[Object point labels]
****************

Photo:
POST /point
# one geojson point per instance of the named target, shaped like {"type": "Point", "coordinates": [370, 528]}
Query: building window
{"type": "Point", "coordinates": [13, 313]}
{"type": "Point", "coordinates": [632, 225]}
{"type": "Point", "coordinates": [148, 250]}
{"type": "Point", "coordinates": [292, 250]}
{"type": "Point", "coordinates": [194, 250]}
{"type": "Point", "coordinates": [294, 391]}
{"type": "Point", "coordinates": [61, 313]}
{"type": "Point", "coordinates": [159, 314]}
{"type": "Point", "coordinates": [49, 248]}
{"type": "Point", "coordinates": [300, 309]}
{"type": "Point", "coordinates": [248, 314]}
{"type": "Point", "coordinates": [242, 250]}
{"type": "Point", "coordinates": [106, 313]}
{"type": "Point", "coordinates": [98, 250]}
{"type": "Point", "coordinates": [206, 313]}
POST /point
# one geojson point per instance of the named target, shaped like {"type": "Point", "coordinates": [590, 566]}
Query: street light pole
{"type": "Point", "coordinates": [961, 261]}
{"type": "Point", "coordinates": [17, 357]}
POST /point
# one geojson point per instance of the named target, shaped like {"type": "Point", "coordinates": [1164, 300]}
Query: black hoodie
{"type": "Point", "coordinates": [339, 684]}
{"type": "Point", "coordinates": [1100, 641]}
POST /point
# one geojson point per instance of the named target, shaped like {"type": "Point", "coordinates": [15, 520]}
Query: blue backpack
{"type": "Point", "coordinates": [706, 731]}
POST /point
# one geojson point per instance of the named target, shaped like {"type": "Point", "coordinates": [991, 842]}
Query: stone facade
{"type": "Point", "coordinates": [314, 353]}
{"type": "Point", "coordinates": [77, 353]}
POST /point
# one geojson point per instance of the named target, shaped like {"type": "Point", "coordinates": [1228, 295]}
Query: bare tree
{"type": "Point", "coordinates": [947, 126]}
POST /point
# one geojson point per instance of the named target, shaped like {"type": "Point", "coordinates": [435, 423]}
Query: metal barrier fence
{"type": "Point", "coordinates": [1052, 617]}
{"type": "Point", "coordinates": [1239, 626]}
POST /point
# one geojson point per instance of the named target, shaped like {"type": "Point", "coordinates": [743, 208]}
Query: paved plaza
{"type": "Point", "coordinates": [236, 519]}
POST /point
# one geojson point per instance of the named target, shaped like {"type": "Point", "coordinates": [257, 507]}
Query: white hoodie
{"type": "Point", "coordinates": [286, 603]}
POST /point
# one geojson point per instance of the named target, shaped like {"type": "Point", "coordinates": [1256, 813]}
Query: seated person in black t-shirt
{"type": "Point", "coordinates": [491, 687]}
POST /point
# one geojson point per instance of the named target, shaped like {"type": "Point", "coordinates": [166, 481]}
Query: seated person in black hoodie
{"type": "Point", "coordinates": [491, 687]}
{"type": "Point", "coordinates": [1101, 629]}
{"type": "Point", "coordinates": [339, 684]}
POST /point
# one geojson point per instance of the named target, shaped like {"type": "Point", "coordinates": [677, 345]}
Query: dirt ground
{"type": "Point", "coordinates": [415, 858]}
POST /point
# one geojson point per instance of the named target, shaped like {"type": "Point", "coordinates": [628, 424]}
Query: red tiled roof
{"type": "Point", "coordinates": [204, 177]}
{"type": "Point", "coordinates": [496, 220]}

****************

The records above should be duplicated in full, exactly as given.

Response to this exercise:
Photo:
POST /point
# one geojson point per instance of the named target, shaped like {"type": "Point", "coordinates": [370, 528]}
Query: building window
{"type": "Point", "coordinates": [13, 313]}
{"type": "Point", "coordinates": [632, 225]}
{"type": "Point", "coordinates": [148, 250]}
{"type": "Point", "coordinates": [292, 250]}
{"type": "Point", "coordinates": [194, 250]}
{"type": "Point", "coordinates": [294, 391]}
{"type": "Point", "coordinates": [61, 313]}
{"type": "Point", "coordinates": [159, 314]}
{"type": "Point", "coordinates": [49, 248]}
{"type": "Point", "coordinates": [300, 309]}
{"type": "Point", "coordinates": [248, 314]}
{"type": "Point", "coordinates": [242, 250]}
{"type": "Point", "coordinates": [106, 313]}
{"type": "Point", "coordinates": [98, 250]}
{"type": "Point", "coordinates": [206, 313]}
POST /point
# one geojson point per instance of the named target, shaped like {"type": "Point", "coordinates": [590, 566]}
Query: street light pole
{"type": "Point", "coordinates": [961, 261]}
{"type": "Point", "coordinates": [17, 357]}
POST /point
# one geojson point per instance of the named target, shaped like {"type": "Point", "coordinates": [1164, 300]}
Query: black hoodie
{"type": "Point", "coordinates": [339, 684]}
{"type": "Point", "coordinates": [1100, 641]}
POST /point
# one geojson point per instance of the named target, shaped like {"type": "Point", "coordinates": [15, 520]}
Query: blue backpack
{"type": "Point", "coordinates": [706, 731]}
POST /point
# one geojson point per instance of the named target, shaped like {"type": "Point", "coordinates": [991, 842]}
Query: stone facade
{"type": "Point", "coordinates": [314, 353]}
{"type": "Point", "coordinates": [77, 353]}
POST /point
# one geojson point per instance of the named target, shaped like {"type": "Point", "coordinates": [1228, 295]}
Query: bare tree
{"type": "Point", "coordinates": [947, 126]}
POST /point
# one geojson point per instance of the named target, shaped like {"type": "Point", "coordinates": [435, 423]}
Query: metal barrier fence
{"type": "Point", "coordinates": [1052, 617]}
{"type": "Point", "coordinates": [1239, 626]}
POST /point
# one geojson point per instance of the named target, shaped like {"type": "Point", "coordinates": [743, 208]}
Query: paved plaza
{"type": "Point", "coordinates": [236, 519]}
POST /point
# one geojson point per instance of the named target, shaped like {"type": "Point", "coordinates": [257, 507]}
Query: white hoodie
{"type": "Point", "coordinates": [286, 603]}
POST /point
# one geojson point per instance of the named target, shaped like {"type": "Point", "coordinates": [1256, 813]}
Query: seated person in black t-shirt
{"type": "Point", "coordinates": [491, 687]}
POST /point
# one geojson point per instance of the named target, shaped like {"type": "Point", "coordinates": [166, 481]}
Query: seated person in black hoodie
{"type": "Point", "coordinates": [491, 687]}
{"type": "Point", "coordinates": [1101, 629]}
{"type": "Point", "coordinates": [339, 684]}
POST /point
# one geojson point per instance of the named target, shaped like {"type": "Point", "coordinates": [677, 345]}
Query: dirt ground
{"type": "Point", "coordinates": [415, 858]}
POST /point
# one geojson point per instance of the named target, shaped like {"type": "Point", "coordinates": [628, 424]}
Query: red tiled roof
{"type": "Point", "coordinates": [204, 177]}
{"type": "Point", "coordinates": [496, 220]}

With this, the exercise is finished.